=== Records for this task ===

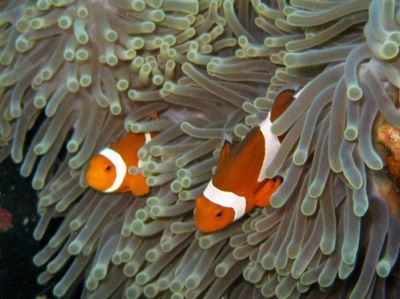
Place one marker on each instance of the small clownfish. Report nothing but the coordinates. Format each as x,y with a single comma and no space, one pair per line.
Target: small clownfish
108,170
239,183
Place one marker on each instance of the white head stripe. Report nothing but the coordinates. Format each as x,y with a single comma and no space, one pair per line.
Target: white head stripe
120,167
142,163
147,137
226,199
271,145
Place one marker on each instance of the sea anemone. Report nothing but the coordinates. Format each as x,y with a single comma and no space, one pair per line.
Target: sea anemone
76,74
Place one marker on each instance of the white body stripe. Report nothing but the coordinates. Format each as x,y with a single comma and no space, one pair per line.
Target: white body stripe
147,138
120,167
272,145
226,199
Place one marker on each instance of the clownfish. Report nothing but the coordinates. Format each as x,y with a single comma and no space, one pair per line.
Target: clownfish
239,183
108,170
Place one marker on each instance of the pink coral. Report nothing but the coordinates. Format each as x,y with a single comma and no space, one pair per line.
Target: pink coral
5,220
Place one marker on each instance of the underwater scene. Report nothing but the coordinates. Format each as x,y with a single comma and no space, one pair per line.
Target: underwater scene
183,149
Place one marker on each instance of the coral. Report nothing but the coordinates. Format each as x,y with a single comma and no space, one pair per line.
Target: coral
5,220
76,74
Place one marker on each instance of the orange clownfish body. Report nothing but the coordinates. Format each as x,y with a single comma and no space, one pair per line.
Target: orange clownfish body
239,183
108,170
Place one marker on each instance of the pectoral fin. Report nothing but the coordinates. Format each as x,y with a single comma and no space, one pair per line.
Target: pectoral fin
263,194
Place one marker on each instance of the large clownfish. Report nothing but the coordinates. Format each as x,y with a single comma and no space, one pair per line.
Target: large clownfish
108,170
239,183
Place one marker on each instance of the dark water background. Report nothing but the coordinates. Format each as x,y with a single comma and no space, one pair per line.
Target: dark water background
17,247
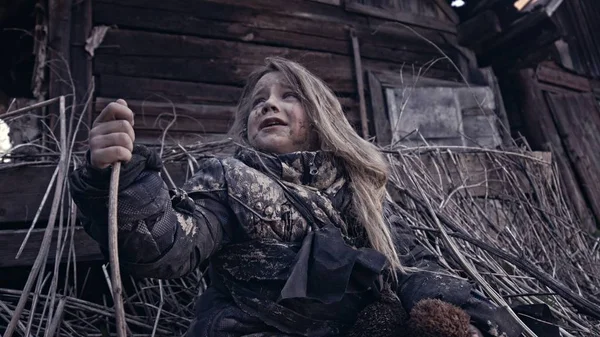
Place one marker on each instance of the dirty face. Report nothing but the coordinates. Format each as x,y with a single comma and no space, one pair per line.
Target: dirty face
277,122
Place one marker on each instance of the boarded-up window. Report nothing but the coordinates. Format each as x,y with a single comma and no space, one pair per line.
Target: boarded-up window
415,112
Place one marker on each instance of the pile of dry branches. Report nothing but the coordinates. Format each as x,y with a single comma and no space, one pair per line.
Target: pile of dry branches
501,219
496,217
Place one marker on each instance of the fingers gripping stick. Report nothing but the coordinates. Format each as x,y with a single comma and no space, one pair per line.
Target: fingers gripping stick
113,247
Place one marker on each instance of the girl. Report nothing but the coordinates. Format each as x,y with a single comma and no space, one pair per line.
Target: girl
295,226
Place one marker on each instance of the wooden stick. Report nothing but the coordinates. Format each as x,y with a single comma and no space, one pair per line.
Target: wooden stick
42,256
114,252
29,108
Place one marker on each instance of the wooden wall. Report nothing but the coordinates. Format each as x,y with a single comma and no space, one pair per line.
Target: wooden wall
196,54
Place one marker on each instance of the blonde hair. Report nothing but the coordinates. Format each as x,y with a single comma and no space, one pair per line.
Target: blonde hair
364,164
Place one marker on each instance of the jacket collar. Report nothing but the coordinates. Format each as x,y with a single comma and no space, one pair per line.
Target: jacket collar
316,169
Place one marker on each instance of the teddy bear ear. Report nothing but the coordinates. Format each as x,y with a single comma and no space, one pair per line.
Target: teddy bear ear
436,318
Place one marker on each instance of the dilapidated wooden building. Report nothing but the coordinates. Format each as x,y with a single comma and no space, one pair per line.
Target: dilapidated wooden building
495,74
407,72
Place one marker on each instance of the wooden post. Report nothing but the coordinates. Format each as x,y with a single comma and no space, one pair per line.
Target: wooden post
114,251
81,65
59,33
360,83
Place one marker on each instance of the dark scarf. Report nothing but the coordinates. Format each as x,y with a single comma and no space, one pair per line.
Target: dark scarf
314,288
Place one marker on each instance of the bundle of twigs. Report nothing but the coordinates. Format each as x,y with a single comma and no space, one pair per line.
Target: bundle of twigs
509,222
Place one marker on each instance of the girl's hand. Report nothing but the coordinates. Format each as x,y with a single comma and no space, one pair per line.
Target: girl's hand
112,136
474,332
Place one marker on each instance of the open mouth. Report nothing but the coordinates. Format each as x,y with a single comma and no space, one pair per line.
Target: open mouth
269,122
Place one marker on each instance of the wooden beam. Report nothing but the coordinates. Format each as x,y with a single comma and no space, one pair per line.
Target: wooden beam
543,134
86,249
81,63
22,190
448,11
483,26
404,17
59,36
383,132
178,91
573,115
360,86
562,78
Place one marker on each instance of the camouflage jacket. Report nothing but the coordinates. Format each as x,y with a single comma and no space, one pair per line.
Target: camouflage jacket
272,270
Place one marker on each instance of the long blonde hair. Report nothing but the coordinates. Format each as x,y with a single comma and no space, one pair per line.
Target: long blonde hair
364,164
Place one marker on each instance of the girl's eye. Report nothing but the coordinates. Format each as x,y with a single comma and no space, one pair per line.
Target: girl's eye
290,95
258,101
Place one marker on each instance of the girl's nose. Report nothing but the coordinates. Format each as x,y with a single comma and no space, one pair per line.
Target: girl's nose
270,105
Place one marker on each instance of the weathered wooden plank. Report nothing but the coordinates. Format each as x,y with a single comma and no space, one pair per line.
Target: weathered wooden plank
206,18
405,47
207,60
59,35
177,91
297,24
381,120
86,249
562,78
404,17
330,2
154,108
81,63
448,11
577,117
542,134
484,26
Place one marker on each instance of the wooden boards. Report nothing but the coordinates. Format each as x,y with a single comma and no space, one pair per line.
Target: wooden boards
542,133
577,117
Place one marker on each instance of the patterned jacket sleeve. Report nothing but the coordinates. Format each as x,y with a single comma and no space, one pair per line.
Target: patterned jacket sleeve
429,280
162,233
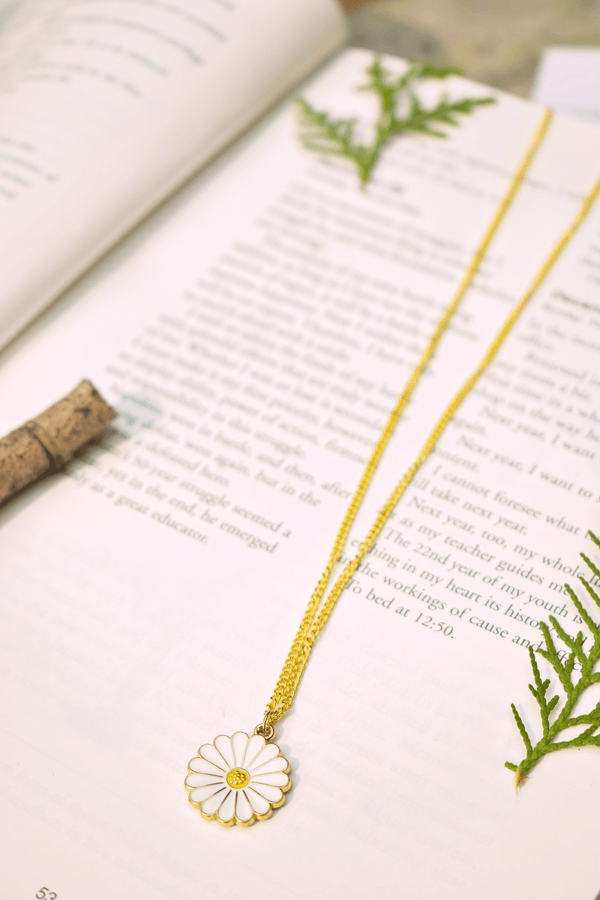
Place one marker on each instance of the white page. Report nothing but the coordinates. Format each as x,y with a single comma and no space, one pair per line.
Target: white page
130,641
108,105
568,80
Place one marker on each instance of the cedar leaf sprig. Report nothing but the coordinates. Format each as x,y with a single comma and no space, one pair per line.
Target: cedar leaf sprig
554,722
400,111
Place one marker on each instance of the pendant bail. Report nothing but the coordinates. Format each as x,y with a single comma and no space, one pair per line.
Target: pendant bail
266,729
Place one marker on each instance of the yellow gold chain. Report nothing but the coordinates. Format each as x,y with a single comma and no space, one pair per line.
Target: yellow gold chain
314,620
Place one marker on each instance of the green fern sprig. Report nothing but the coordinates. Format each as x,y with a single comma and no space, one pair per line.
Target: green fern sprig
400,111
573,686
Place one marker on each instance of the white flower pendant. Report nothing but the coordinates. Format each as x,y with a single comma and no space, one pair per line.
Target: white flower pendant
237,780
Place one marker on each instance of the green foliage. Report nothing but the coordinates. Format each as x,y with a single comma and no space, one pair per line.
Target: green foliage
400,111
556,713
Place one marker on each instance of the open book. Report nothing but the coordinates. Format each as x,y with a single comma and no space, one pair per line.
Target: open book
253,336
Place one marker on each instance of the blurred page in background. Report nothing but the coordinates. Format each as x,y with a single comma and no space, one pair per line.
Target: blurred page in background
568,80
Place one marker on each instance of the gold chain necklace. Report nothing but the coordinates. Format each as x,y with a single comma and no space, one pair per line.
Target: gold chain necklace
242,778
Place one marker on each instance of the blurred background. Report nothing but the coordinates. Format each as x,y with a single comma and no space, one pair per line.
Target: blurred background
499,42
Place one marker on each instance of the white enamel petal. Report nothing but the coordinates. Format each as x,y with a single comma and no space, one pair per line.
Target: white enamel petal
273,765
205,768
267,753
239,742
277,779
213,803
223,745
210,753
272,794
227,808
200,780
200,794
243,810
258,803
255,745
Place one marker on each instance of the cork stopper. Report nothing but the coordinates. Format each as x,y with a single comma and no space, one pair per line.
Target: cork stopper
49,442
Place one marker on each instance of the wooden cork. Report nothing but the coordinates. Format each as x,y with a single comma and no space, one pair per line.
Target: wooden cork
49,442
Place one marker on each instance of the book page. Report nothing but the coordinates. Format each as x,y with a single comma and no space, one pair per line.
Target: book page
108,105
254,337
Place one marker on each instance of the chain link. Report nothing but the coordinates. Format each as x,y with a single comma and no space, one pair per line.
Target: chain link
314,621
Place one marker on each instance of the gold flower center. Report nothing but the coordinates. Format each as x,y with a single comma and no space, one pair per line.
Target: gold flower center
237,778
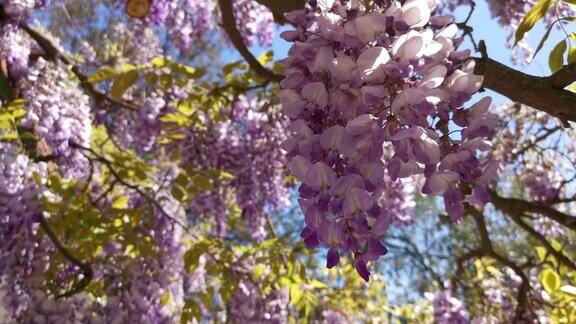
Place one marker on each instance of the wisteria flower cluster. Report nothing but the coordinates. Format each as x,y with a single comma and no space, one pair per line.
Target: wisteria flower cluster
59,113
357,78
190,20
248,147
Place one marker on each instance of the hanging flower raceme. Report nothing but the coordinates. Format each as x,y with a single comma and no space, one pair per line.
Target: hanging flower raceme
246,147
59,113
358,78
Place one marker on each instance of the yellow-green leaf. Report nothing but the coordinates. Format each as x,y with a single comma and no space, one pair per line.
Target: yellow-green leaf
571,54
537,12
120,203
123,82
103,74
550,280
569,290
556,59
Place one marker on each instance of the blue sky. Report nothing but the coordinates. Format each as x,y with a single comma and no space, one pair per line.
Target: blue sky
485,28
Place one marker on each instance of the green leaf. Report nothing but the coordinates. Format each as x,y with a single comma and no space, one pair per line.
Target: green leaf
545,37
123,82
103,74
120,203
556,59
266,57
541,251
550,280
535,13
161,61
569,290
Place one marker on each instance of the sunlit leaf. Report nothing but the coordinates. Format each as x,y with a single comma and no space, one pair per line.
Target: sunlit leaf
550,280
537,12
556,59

===

Task item: Only the lines from the one that holds "Place one marker on each instance of the wisteria" through the end of the records should appear in the answer, each restated exactly.

Answer section:
Place one marker on each instance of the wisteria flower cluster. Report nothing but the coordinates. Format each as x,y with a single comma and no space, one pair per line.
Target: wisteria flower cluster
59,113
357,78
190,20
248,147
Place one marker on each instance of the hanging flower raceme. Report nothing but the coordinates. Format each as x,y with a single comma and no space, one pair per line.
Target: hanging flower raceme
246,147
59,113
358,78
Place one marker on each instance of the yellow-green leaf. Report nothing but the coordinates. Format each as x,y with a single comma and no space, one pair per line.
Target: yellow-green leaf
571,54
537,12
120,203
123,82
103,74
550,280
569,290
556,59
Place one marker on each instance of the blue sky. Report nothing but the coordinates. Format each as x,y with a single comma and no space, one pair per line.
Target: blue sky
485,28
Place one marker on each instance of the green leaf. Report nothing but the coordinates. Format each as x,y with a single comma and no space, one pair per line.
Target: green leaf
545,37
123,82
103,74
120,203
556,59
266,57
541,251
550,280
535,13
161,61
569,290
Place one marker on each instance of the sunlit leaf. Report nothing but the coordinates. Format each as x,y with a single comma and no space, one pair per line.
Target: sunlit leaf
550,280
537,12
556,59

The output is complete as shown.